**EXTRACTED TEXT:**
════════

Since Jetty is a simple web server it is commonly included in Karaf/application stacks. Its
concerns are orthogonal to those of OSGi/Felix (or Equinox)/Karaf.  OSGi based application
servers like Glassfish use it for the web server/webservices.  I think Jetty is about 10MB
soaking wet.

 

I’m not sure what dependency issues you ran into.  One of the great benefits to having the
classloader isolation in OSGi is that you can run different versions of the same library without
stepping on one another. 

 

Obviously Docker/Kubernettes, etc. are not at odds with Karaf and exist at different levels.
 Spinning up multiple Docker containers for single services seems (A) heavy on processes,
(B) heavu on configuration of URI/ports, and (c) potentially requires separate security set
up for each..  Since Camel routing for received webservice calls is so simple it makes it
a relatively easy proposition. So using the Karaf instance for multiple services isn’t just
about the classloader isolation.

 

But all that depends on the use case and it’s hard to make any sweeping generalizations.
 At some point that becomes as much art as science.

 

Testing though is the biggest issue.  With the static profiles it should be easy to run a
Karaf instance, exercise it as a black box against some test stubs and verify basic operations.

 

I wish they’d redo that Camel documentation to move the information about Procssor/Exhange
to the equivalent of an Appendix. 

 

 

From: Elliot Metsger [mailto:emetsger@gmail.com] 
Sent: Thursday, January 12, 2017 11:32 AM
To: user@karaf.apache.org
Subject: Re: Levels of Containerization - focus on Docker and Karaf

 

Hi,

 

I'm involved in a project [1] that is based on Karaf and Camel.  We recently produced a milestone
that involved a working demonstration of the code base using Docker [2].  This was one of
our first forays into this technology stack, so we not only came away with some impressions
of the stack but also noted some of the same questions you ask with regard to the various
containerization choices.

 

Fundamentally, we noted that that properly testing our code to work in an OSGI container is
challenging and time consuming (we used Pax Exam [3]); we would spend more time fiddling around
with the test fixtures than actually writing tests and fixing any bugs they illuminated. 


 

Secondarily, we struggled at times to find and resolve any conflicts in our Maven dependency
tree related to using an OSGI bundle instead of a dependency's non-OSGI counterpart.  We also
struggled with some of the nuances of running Karaf and Camel, including discovering bugs
in each of these frameworks or their components.

 

All of that being said, the result is something we are very pleased with.  In order to produce
our milestone demo, we containerized all of our services, which included two different instances
of Karaf, an RDF triple store (Java web application server), the Fedora 4 linked data repository
[4] (Java web application server), and other services (also a Java web application server).
 The exercise of producing this Dockerized milestone was very illuminating; we worked out
some additional architectural issues and other bugs that our integration tests by themselves
didn't do (and later added additional ITs to cover these discovered issues).

════════

**REQUEST A:** In the email, which tool did the project use to test its code in an OSGi container?
The email above and the records below come from unrelated sources.

════════

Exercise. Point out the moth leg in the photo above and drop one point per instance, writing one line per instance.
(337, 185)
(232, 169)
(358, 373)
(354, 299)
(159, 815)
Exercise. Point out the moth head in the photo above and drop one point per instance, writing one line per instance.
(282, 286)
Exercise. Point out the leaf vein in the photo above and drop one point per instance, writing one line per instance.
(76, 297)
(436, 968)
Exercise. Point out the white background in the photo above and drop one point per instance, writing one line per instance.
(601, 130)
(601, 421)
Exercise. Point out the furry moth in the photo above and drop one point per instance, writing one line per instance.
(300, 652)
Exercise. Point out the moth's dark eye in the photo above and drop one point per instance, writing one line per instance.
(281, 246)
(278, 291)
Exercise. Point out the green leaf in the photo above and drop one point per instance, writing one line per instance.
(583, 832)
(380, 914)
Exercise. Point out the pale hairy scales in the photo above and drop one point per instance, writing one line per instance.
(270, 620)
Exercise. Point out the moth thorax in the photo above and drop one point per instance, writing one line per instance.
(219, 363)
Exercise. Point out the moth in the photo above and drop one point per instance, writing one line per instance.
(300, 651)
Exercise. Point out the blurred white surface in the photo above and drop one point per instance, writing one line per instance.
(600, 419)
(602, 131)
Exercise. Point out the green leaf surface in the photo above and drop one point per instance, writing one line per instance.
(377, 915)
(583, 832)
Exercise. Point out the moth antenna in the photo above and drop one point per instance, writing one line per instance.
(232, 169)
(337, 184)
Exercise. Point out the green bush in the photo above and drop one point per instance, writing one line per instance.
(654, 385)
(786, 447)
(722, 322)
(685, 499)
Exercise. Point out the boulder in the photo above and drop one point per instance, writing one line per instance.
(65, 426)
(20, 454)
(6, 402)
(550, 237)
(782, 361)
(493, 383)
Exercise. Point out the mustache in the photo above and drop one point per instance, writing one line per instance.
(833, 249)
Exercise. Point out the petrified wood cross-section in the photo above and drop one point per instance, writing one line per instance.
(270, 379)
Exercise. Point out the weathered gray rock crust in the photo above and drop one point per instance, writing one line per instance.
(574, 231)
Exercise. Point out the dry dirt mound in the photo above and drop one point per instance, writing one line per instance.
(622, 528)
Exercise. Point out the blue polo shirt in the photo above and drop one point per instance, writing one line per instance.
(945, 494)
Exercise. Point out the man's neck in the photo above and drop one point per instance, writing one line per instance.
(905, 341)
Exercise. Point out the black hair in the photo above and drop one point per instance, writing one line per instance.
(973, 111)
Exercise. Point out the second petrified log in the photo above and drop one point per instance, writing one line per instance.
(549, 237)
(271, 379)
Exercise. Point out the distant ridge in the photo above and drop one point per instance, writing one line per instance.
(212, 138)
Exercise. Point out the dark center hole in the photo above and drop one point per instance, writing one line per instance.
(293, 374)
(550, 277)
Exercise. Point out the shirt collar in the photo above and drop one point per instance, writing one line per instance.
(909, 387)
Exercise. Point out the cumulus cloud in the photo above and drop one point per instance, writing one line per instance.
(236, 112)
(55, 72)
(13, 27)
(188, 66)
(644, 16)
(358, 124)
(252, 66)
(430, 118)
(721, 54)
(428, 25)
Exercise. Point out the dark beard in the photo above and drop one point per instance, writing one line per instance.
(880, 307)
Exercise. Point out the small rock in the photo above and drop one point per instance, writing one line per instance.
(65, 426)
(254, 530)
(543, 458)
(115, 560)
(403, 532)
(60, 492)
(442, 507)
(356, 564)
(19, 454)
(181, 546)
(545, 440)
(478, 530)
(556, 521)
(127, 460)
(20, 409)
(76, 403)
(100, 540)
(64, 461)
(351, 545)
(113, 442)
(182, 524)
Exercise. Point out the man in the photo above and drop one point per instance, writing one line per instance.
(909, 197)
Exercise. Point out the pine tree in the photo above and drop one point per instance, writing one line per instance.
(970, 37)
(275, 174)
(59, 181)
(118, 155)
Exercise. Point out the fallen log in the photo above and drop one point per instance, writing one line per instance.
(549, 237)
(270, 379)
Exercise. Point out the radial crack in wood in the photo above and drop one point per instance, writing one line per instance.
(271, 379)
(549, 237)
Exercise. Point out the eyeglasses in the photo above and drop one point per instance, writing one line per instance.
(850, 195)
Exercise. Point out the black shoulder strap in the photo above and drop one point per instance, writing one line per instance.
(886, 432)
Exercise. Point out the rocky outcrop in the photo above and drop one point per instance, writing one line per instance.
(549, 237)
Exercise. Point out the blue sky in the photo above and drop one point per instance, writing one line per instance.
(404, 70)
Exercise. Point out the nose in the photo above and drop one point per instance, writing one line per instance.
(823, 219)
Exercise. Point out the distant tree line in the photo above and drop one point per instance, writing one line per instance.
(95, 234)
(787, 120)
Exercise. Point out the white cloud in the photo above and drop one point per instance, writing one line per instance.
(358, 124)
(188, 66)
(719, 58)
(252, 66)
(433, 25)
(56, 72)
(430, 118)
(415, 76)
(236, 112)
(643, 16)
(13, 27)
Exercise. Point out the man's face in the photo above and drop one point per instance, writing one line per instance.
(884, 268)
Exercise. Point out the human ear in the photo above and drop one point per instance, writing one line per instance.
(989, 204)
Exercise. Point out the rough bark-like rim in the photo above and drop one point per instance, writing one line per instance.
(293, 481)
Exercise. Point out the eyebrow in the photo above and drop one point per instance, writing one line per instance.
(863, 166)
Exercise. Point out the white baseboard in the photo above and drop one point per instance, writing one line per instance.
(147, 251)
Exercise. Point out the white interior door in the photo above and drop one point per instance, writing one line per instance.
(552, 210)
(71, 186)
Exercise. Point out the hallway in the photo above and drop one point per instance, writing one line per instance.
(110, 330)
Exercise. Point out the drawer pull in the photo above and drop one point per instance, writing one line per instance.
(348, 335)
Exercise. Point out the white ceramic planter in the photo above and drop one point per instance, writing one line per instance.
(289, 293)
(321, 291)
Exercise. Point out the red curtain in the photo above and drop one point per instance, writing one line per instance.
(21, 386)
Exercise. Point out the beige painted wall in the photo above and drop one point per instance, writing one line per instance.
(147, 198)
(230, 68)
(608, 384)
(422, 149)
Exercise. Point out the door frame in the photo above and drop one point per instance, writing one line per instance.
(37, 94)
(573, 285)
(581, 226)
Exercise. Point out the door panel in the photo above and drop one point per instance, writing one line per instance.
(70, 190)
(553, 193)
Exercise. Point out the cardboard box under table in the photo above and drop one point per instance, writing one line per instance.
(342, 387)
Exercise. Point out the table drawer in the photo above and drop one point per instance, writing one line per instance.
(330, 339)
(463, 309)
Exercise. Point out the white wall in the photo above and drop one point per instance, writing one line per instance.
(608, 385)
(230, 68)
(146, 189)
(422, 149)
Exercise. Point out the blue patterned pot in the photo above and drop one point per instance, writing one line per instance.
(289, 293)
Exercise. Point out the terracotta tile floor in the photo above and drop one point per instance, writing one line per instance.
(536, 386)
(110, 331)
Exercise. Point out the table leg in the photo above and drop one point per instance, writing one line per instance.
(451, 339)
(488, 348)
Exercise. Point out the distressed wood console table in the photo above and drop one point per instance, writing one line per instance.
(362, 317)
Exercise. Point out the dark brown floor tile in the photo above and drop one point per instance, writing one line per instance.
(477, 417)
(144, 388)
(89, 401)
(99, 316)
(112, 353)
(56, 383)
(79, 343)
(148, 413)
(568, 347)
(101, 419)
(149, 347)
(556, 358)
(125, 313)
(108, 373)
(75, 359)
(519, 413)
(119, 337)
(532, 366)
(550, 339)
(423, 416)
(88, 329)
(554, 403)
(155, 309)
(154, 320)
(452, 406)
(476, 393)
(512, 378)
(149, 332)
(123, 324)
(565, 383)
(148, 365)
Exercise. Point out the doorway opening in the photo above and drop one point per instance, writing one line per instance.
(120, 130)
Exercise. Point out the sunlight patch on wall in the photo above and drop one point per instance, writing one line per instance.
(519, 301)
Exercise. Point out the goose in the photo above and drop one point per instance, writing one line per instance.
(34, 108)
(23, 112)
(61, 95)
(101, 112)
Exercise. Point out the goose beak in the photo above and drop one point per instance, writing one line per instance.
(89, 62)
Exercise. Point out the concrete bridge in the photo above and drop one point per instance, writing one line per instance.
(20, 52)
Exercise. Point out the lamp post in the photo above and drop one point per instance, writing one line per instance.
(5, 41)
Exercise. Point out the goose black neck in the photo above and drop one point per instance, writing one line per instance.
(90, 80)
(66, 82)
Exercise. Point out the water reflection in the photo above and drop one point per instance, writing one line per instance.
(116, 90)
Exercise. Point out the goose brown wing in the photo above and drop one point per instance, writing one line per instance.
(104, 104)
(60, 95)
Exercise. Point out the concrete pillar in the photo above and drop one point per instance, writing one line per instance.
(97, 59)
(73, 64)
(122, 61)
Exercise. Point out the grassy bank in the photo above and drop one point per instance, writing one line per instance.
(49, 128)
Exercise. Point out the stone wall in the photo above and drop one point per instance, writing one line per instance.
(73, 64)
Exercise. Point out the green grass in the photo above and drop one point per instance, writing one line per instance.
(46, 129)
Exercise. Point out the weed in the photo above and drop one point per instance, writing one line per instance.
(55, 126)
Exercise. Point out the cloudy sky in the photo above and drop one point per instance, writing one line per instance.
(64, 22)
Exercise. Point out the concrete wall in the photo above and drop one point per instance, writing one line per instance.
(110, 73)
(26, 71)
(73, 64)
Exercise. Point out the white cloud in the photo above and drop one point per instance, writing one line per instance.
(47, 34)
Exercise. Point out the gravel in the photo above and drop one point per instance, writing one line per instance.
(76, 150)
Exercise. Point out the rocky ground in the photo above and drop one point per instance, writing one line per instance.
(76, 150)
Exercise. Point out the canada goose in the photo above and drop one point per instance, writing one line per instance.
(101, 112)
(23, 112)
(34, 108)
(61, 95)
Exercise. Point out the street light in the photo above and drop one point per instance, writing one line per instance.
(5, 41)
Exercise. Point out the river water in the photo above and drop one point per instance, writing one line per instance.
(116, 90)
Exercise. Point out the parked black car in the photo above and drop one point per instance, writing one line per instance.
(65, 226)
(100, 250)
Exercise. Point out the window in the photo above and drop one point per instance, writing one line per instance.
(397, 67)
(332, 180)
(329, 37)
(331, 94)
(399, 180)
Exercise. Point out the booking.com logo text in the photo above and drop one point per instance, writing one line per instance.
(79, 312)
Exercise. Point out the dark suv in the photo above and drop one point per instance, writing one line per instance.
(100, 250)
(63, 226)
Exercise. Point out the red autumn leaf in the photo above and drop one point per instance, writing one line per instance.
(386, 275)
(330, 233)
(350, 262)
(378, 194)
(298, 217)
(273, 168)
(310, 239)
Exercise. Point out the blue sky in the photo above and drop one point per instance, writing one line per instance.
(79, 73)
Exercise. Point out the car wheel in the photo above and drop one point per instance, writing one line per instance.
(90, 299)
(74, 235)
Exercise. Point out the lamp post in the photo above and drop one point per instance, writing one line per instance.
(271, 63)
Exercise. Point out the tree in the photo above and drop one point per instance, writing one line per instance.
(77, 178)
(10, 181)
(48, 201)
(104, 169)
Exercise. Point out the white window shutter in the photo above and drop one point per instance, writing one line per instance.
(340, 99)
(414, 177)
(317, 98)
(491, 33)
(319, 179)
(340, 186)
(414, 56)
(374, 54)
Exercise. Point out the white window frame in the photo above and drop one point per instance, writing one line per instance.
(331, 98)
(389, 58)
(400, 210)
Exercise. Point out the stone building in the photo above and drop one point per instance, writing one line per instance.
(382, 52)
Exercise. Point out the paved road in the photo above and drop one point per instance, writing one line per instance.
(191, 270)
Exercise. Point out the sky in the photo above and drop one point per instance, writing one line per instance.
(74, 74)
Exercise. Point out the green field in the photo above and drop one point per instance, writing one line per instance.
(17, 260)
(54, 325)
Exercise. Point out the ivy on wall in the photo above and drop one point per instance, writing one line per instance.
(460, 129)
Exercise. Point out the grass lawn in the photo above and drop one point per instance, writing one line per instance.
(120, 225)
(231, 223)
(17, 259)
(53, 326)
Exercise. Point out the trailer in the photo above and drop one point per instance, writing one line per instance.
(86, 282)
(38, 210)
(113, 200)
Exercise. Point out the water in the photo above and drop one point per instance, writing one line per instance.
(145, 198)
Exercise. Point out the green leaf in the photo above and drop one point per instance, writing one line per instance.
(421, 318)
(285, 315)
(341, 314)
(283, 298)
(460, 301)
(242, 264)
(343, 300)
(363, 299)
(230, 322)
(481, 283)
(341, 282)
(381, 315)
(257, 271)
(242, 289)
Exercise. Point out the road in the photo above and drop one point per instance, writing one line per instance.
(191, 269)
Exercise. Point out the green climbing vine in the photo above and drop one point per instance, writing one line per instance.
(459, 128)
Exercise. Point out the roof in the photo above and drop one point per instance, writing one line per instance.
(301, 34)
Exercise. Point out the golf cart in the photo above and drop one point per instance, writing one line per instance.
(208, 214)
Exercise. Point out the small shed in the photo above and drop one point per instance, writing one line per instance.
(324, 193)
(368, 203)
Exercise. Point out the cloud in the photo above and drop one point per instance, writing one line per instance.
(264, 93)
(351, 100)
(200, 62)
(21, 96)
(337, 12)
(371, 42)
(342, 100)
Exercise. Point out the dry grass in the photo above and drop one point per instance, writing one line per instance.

════════

**REQUEST B:** Recast the records from the line with "Exercise. Point out the small shed" through the end of the records as a JSON list of strings, one string per line and no blank lines.

**EXPECTED OUTPUT A:** Pax Exam.

**EXPECTED OUTPUT B:**
[
  "Exercise. Point out the small shed in the photo above and drop one point per instance, writing one line per instance.",
  "(324, 193)",
  "(368, 203)",
  "Exercise. Point out the cloud in the photo above and drop one point per instance, writing one line per instance.",
  "(264, 93)",
  "(351, 100)",
  "(200, 62)",
  "(21, 96)",
  "(337, 12)",
  "(371, 42)",
  "(342, 100)",
  "Exercise. Point out the dry grass in the photo above and drop one point per instance, writing one line per instance."
]